▶ **Action item**: Write out the data word for word and omit every picture.

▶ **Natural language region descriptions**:
== Segment start ==
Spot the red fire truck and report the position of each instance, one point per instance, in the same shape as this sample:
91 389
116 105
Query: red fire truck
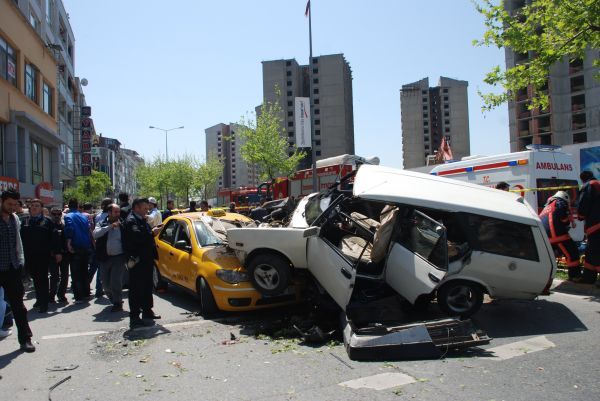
298 185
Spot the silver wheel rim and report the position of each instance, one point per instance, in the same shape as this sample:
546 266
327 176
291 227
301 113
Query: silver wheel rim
266 276
461 299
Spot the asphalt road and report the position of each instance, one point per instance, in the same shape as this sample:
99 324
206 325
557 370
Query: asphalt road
545 349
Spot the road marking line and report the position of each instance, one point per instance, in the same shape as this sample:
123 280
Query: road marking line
70 335
508 351
381 381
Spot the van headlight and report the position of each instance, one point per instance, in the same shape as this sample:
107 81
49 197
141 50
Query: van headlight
232 276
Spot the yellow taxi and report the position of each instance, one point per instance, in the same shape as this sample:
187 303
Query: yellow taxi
194 256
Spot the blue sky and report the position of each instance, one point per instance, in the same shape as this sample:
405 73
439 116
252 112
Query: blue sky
198 63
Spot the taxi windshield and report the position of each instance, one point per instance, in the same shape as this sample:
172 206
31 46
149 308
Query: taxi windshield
205 235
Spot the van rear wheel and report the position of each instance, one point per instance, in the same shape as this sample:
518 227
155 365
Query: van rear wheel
460 298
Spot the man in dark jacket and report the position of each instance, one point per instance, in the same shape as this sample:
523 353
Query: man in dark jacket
588 209
124 205
140 248
59 271
39 246
110 254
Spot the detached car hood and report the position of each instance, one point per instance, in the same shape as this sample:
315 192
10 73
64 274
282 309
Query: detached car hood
424 190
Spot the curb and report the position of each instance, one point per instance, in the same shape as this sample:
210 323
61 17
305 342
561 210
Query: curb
570 287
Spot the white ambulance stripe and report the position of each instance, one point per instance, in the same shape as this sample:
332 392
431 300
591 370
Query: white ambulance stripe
381 381
508 351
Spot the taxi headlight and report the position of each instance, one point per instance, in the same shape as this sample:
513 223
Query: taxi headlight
232 276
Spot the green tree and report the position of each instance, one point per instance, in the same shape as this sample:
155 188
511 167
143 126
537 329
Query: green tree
552 30
266 143
90 188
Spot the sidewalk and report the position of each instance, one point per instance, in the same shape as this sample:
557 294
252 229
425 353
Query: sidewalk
569 287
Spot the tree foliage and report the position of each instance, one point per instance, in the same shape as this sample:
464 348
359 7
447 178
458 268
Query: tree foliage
90 188
549 30
266 143
182 179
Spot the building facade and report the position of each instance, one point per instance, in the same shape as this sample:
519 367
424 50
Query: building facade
429 114
331 90
221 140
574 112
29 124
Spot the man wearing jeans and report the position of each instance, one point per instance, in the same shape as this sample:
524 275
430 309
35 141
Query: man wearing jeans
109 253
11 263
79 245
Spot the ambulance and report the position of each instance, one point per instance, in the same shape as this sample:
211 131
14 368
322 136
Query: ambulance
535 174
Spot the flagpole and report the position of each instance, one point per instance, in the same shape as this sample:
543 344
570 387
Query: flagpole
312 103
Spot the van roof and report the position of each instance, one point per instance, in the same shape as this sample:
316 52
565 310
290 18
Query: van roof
408 187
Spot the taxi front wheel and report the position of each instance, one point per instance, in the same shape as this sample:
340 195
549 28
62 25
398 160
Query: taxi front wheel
270 274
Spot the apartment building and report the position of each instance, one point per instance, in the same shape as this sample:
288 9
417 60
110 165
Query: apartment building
331 90
574 112
29 126
221 140
428 114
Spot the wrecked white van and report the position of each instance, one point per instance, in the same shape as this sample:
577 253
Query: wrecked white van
420 235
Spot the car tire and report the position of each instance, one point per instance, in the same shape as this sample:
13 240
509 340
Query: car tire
157 279
270 274
208 306
460 298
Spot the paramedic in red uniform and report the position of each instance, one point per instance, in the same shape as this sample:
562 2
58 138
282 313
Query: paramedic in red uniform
556 218
588 209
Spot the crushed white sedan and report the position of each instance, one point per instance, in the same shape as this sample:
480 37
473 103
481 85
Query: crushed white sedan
419 235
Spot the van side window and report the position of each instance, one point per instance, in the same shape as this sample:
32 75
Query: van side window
501 237
425 237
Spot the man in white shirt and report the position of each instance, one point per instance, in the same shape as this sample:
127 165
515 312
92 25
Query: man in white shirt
154 217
== Segment end ==
▶ **Response to this exercise**:
Spot the red fire truck and report the position of each instance, one point per instance, in the same shape as this sample:
91 389
116 105
Query: red fire truck
298 185
Spot the silver wheel rim and report the position of each instance, one point per instance, in the same shape as this sample:
546 266
327 176
291 227
301 113
Query: silver wheel rim
266 276
461 299
Spot the asphalt road and report the position of each instance, one point per instance, in the same shape as this sample:
99 324
206 325
557 370
Query: asphalt road
545 349
Spot the road marking line and report the position of each instance, one point per instance, in the same shape as this sample:
123 280
Query: road marking line
70 335
508 351
381 381
Spot the van headlight and report the position of each instance, one point per instance, in the same shape as this sample:
107 81
49 197
141 50
Query: van headlight
232 276
Spot the yellow taxi and report the position of each instance, one point per instance, in the same shape as this sample:
187 303
Query: yellow taxi
194 256
Spot the blue sky and report the position of each instance, one point per instance, in the same shape as this sample:
405 73
439 116
252 112
Query: blue sky
198 63
Spot the taxi windshield and report the position of each instance, one point per instance, in the same shape as this sample:
172 206
31 46
149 308
Query: taxi windshield
205 235
Spot the van rear wheel and report the position of each instance, one point per instance, in the same shape as this sample:
518 227
155 365
Query: van rear wheel
460 298
Spot the man in dark jacket and report the position of each instance, one point per instance, in the same shape as this sample:
523 353
Query: man in dark jacket
588 209
124 205
140 248
59 271
39 246
110 254
Spot the detached car hood and report the position of each instance, one point per instance, in the same shape as this sample:
315 192
10 73
64 274
282 309
Query: detached car hood
424 190
Spot the curb and report the position of each instance, one point per instance, in the same shape as this sample:
210 323
61 17
305 342
561 210
Query: curb
570 287
Spot the white ambulance stripe and report the position of each instance, one point per instance, in the same shape as this sample:
332 392
431 300
591 370
Query: white ambulance stripe
381 381
508 351
Spot the taxi headlight and report the position of each instance, one point per instance, in the same shape as this sample:
513 223
Query: taxi headlight
232 276
Spot the green tree and report the position of each instance, one point per instance, in the same shape as this sample:
155 188
511 167
143 126
537 329
Query: green tree
552 30
266 143
90 188
Spot the sidewalk and report the position of each instance, one point per instance, in the same shape as this sample:
557 294
252 229
425 353
Query: sidewalk
569 287
Spot the tree foliage and report the position of each instance, one point per instance, in the same shape as this sample:
464 348
359 7
447 178
458 268
Query: tree foliage
90 188
549 30
266 143
182 179
Spot the building facade and report the position of each instance, one point per instance, in the same shape as this sample:
519 367
424 50
Query: building facade
429 114
331 90
221 140
574 112
29 124
Spot the man wearing jeans and report the position of each instance, one point per instance, in the same shape as this sample:
524 275
430 309
35 141
Query: man wearing jeans
109 253
11 263
79 245
Spot the ambulance and report the position of each instance, one point per instance, in the same shape as this sample:
211 131
14 368
322 136
Query: ambulance
535 174
Spot the flagpole and report the position of each instance, one point per instance, in the same shape as this sample:
543 344
570 387
Query: flagpole
312 103
Spot the van roof and report the position of each instance, one point per instance, in the same shape as this sample:
316 52
565 310
290 18
Query: van roof
408 187
Spot the taxi front wheel and report the position of each instance, one point per instance, in the same shape as this sample:
340 195
549 28
62 25
398 160
Query: taxi front wheel
270 274
Spot the apartment building and report the position of each instance, one point per instance, in the same shape as this sample:
288 9
417 60
110 165
Query: apartment building
331 90
574 112
29 126
221 140
428 114
Spot the wrecked white van and report the position of each instance, one point per instance, in the same shape as this sample:
577 253
Query: wrecked white van
420 235
Spot the car tire and report the position of each instance, one point per instance, in the same shape as this sample:
13 240
509 340
Query: car tire
157 279
270 274
208 306
460 298
Spot the paramedic in red uniform and report the position of each instance, one point per instance, in the same shape as this sample:
562 2
58 138
282 313
Query: paramedic in red uniform
556 218
588 209
Spot the crushed white sedan and report the position of each instance, one point per instance, in the same shape as this sample:
480 37
473 103
481 85
Query: crushed white sedan
419 235
Spot the van side window and report the position of each instance, one point per instance, in the same shape as this sample:
32 75
Query: van side window
501 237
425 237
Spot the man in white shirt and report the position of each instance, one point per instance, in the same shape as this sample:
127 165
515 312
92 25
Query: man in white shirt
154 217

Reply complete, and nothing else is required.